TRAVAIL À RÉALISER
Prolongez le texte consacré à l'arrêt de l'alimentation de Vincent en reprenant immédiatement après sa dernière phrase.

TEXTE DE LA PAGE

_ _ _ _

La mère du patient est prévenue avant l’arrêt des traitements « qu’une procédure collégiale a été lancée qui pouvait aboutir à un arrêt d’alimentation pour laisser partir Vincent naturellement bien sûr avec un accompagnement pour éviter qu’il ne meure de faim ou de soif », précise le Dr Kariger. Elle exprime alors clairement son opposition et demande d’en discuter avec le père de Vincent, lui-même médecin à la retraite. L’alimentation est arrêtée avant que les deux parents ne soient revus par l’équipe soignante. « J’assume toute la responsabilité de cet arrêt mis en œuvre avant que les parents aient été précisément informés. C’est une erreur mais la procédure avait été longue et l’équipe pensait que c’était le bon moment. J’ai ensuite informé les autres membres de la famille », 8 frères et sœurs de 2 unions différentes. Dans les faits, c’est l’un des frères qui s’aperçoit que Vincent n’était plus alimenté. Les parents après avoir cherché eux-mêmes à arrêter la procédure font appel à un avocat, Jérôme Triomphe, qui finira par saisir le juge des référés. L’objectif aujourd’hui est « de dépassionner les choses et de continuer humblement à faire au mieux notre travail », conclut le Dr Kariger. L’équipe attend toutefois les résultats de la plainte déposée par la famille pour assassinat et non assistance à personne en danger, une procédure actuellement au stade de l’instruction.

_ _ _ _

ENREGISTREMENTS
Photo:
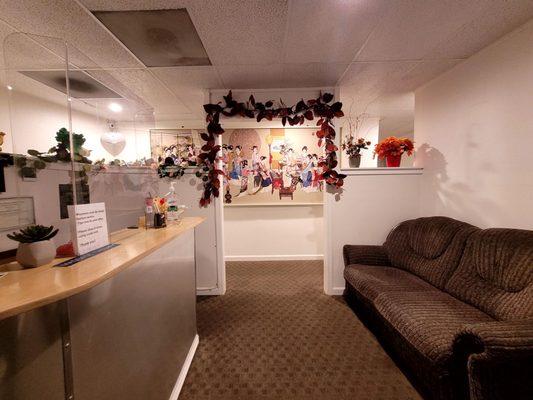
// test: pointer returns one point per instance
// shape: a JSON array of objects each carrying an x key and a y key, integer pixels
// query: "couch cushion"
[
  {"x": 370, "y": 281},
  {"x": 429, "y": 320},
  {"x": 496, "y": 273},
  {"x": 430, "y": 247}
]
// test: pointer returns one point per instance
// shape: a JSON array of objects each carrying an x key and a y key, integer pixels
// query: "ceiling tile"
[
  {"x": 486, "y": 25},
  {"x": 145, "y": 86},
  {"x": 312, "y": 74},
  {"x": 421, "y": 74},
  {"x": 251, "y": 76},
  {"x": 67, "y": 20},
  {"x": 341, "y": 27},
  {"x": 190, "y": 83},
  {"x": 200, "y": 78},
  {"x": 237, "y": 32},
  {"x": 372, "y": 79},
  {"x": 415, "y": 30}
]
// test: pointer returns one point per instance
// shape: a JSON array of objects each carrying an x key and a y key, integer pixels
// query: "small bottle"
[
  {"x": 149, "y": 212},
  {"x": 172, "y": 204}
]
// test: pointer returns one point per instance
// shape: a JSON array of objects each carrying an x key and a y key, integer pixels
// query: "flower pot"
[
  {"x": 355, "y": 161},
  {"x": 36, "y": 254},
  {"x": 393, "y": 161}
]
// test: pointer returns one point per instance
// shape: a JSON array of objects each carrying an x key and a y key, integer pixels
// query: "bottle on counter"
[
  {"x": 172, "y": 204},
  {"x": 149, "y": 212}
]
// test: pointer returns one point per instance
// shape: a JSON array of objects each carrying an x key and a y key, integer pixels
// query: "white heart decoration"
[{"x": 113, "y": 142}]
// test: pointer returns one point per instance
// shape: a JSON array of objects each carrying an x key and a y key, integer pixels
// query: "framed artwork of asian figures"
[
  {"x": 182, "y": 145},
  {"x": 272, "y": 167}
]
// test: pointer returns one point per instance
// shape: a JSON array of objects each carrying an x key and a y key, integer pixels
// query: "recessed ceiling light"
[{"x": 115, "y": 107}]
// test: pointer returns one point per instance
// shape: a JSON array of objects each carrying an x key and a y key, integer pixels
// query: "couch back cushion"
[
  {"x": 430, "y": 247},
  {"x": 496, "y": 273}
]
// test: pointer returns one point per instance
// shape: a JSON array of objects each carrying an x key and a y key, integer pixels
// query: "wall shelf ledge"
[{"x": 383, "y": 171}]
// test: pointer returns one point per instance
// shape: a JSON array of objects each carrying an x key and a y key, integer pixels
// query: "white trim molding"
[
  {"x": 337, "y": 291},
  {"x": 276, "y": 257},
  {"x": 383, "y": 171},
  {"x": 184, "y": 369}
]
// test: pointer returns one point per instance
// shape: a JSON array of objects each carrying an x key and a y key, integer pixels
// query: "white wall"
[
  {"x": 474, "y": 129},
  {"x": 368, "y": 208},
  {"x": 275, "y": 232}
]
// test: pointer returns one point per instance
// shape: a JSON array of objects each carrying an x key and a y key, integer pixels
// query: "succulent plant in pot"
[{"x": 35, "y": 245}]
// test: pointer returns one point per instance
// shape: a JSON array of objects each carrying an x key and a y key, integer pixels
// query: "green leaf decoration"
[{"x": 33, "y": 233}]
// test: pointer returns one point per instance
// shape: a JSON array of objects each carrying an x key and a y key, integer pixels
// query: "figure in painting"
[
  {"x": 191, "y": 155},
  {"x": 281, "y": 169},
  {"x": 236, "y": 172}
]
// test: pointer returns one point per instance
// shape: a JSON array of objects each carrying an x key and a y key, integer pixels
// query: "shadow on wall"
[{"x": 443, "y": 196}]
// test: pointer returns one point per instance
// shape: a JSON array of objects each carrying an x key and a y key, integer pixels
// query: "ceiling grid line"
[{"x": 171, "y": 92}]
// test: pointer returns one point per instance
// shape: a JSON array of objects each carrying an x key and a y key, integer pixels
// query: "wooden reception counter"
[
  {"x": 120, "y": 324},
  {"x": 23, "y": 290}
]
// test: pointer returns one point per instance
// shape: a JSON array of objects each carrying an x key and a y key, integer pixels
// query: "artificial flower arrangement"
[
  {"x": 353, "y": 146},
  {"x": 160, "y": 209},
  {"x": 392, "y": 149}
]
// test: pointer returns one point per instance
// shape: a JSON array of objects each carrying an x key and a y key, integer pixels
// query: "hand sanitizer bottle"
[{"x": 172, "y": 204}]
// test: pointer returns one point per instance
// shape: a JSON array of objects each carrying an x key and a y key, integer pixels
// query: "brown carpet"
[{"x": 275, "y": 335}]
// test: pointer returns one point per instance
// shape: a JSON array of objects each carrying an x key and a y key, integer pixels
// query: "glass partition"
[
  {"x": 37, "y": 170},
  {"x": 75, "y": 133}
]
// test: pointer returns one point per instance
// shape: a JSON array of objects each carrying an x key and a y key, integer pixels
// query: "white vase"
[{"x": 36, "y": 254}]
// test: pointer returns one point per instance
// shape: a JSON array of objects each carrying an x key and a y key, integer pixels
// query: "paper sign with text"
[{"x": 88, "y": 224}]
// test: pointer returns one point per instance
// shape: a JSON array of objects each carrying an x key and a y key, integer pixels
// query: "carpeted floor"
[{"x": 275, "y": 335}]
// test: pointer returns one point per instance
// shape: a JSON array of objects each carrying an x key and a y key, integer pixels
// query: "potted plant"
[
  {"x": 392, "y": 148},
  {"x": 35, "y": 245},
  {"x": 353, "y": 147}
]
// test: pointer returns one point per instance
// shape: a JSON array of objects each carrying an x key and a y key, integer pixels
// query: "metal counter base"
[{"x": 128, "y": 337}]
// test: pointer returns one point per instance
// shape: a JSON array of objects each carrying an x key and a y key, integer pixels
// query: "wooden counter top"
[{"x": 23, "y": 290}]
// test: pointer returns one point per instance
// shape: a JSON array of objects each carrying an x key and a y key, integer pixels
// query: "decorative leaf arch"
[{"x": 321, "y": 108}]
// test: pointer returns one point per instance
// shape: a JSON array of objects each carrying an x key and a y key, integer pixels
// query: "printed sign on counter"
[{"x": 88, "y": 224}]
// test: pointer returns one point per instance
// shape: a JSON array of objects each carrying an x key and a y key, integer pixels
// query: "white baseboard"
[
  {"x": 184, "y": 369},
  {"x": 210, "y": 292},
  {"x": 336, "y": 291},
  {"x": 275, "y": 257}
]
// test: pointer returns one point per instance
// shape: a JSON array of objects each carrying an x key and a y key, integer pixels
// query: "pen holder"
[{"x": 159, "y": 221}]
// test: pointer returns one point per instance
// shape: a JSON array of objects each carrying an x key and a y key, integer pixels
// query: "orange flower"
[{"x": 393, "y": 146}]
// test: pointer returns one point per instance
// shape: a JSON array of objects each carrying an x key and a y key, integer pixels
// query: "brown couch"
[{"x": 452, "y": 304}]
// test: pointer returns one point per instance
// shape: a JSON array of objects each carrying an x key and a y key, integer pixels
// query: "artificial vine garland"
[{"x": 294, "y": 115}]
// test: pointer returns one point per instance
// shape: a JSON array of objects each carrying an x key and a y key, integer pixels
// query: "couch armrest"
[
  {"x": 368, "y": 255},
  {"x": 500, "y": 359}
]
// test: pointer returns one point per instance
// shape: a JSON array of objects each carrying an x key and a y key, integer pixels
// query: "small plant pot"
[
  {"x": 160, "y": 221},
  {"x": 35, "y": 254},
  {"x": 355, "y": 161},
  {"x": 393, "y": 161}
]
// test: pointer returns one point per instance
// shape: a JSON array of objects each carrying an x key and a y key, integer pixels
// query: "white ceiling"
[{"x": 375, "y": 50}]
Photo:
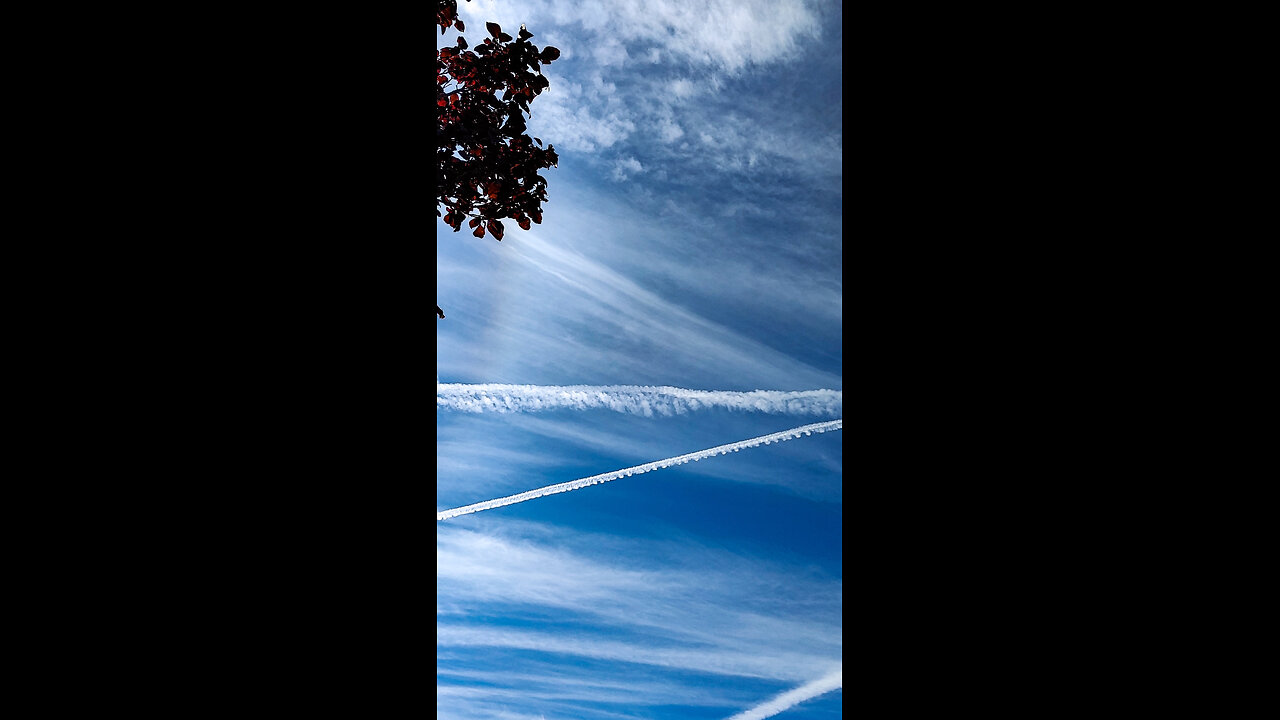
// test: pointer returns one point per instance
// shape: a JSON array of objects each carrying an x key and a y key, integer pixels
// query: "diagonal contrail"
[
  {"x": 638, "y": 400},
  {"x": 790, "y": 698},
  {"x": 656, "y": 465}
]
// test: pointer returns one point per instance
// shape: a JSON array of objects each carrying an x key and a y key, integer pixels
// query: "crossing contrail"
[
  {"x": 656, "y": 465},
  {"x": 636, "y": 400},
  {"x": 790, "y": 698}
]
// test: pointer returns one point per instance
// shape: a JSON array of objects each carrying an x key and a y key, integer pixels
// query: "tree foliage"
[{"x": 488, "y": 164}]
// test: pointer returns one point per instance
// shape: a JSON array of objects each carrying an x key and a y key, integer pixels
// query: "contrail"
[
  {"x": 626, "y": 472},
  {"x": 790, "y": 698},
  {"x": 636, "y": 400}
]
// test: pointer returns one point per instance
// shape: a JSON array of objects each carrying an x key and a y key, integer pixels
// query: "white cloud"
[
  {"x": 790, "y": 698},
  {"x": 626, "y": 167}
]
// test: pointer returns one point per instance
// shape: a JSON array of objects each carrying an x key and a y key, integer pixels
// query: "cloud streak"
[
  {"x": 790, "y": 698},
  {"x": 634, "y": 400},
  {"x": 648, "y": 466}
]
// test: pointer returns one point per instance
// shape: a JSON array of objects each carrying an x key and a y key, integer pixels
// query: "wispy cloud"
[
  {"x": 804, "y": 431},
  {"x": 664, "y": 605},
  {"x": 790, "y": 698}
]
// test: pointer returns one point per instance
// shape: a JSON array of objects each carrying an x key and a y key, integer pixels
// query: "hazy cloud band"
[
  {"x": 636, "y": 400},
  {"x": 791, "y": 698}
]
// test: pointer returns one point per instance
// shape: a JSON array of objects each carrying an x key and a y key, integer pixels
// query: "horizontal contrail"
[
  {"x": 790, "y": 698},
  {"x": 636, "y": 400},
  {"x": 656, "y": 465}
]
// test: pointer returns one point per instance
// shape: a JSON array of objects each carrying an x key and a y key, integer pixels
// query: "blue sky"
[{"x": 693, "y": 240}]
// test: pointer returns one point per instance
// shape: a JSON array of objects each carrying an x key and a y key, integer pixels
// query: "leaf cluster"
[{"x": 488, "y": 167}]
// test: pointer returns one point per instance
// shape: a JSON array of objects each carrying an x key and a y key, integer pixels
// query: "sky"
[{"x": 684, "y": 292}]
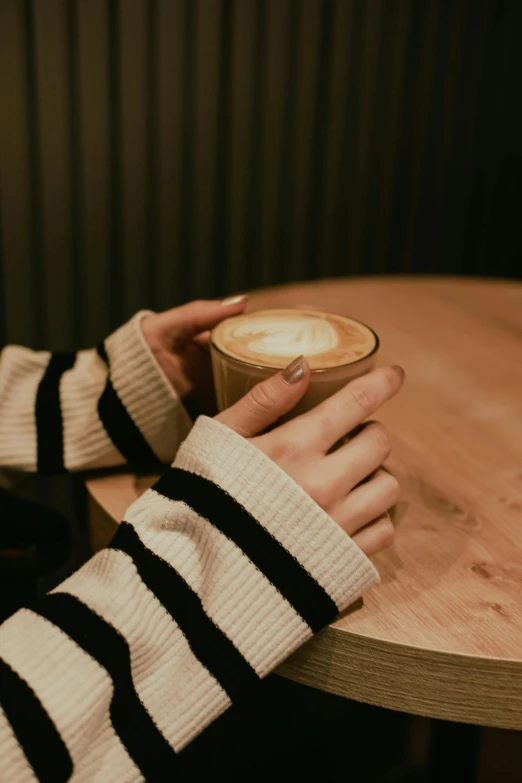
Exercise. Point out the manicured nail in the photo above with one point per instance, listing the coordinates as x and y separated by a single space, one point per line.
294 372
232 300
400 371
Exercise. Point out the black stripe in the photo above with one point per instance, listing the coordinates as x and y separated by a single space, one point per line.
41 742
208 500
102 352
213 649
121 427
48 415
145 743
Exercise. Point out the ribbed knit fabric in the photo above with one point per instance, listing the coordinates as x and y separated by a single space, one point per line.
108 407
215 576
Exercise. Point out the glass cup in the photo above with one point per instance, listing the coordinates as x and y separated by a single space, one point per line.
233 377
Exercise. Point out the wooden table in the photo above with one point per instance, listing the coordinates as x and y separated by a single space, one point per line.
442 635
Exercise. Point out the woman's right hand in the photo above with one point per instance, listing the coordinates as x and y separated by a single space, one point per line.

_ _ _ _

RÉSULTAT DE L'EXERCICE
Directives anticipées et personne de confiance.

Selon l’observatoire de la fin de fin, cette affaire constitue « un cas concret d’application de la Loi Leonetti » et que la décision du juge des référés précise. « Cette affaire pose de bonnes questions, estime Lucas Morin coordonnateur de l’Observatoire. En particulier dans un cas comme celui-là où un adulte n’est pas en capacité d’exprimer sa volonté, quel membre de la famille faut-il prévenir, les parents, les enfants. Jusqu’où va la famille ? ». Jean Leonetti est aussi de cet avis. « Il s’agit d’un problème de forme et non d’un problème de fond », précise-t-il. L’auteur de la loi souligne également : « une fois de plus, l’on constate que lorsqu’il n’existe pas de « directives anticipées et qu’aucune personne de confiance n’a été désignée... le processus décisionnel est rendu plus difficile ». Un point sur lequel insiste aussi la société française d’accompagnement et de soins palliatifs. Jean Leonetti, dans la proposition de loi qu’il a déposé le 27 février dernier visant à compléter sa loi de 2005 a d’ailleurs souhaité que les directives anticipées deviennent opposables pour renforcer la prise de décision.

Quant à modifier la loi pour la rendre plus précise, le député UMP assure que non : « Nous savons bien que le sujet complexe de la fin de vie touche à l’intime de chacun et que... la démarche décisionnelle est toujours délicate. C’est par le dialogue et dans la recherche d’un consensus plus que dans la précision de dispositions législatives ou réglementaires supplémentaires » que de telles décisions doivent être prises.

Pour le Dr Éric Kariger cela ne fait aucun doute : « La loi Leonetti est très équilibrée, elle est aussi parfaite que pourrait l’être une loi et par essence, une loi ne peut pas tout régler et elle n’a pas vocation à tout régler ».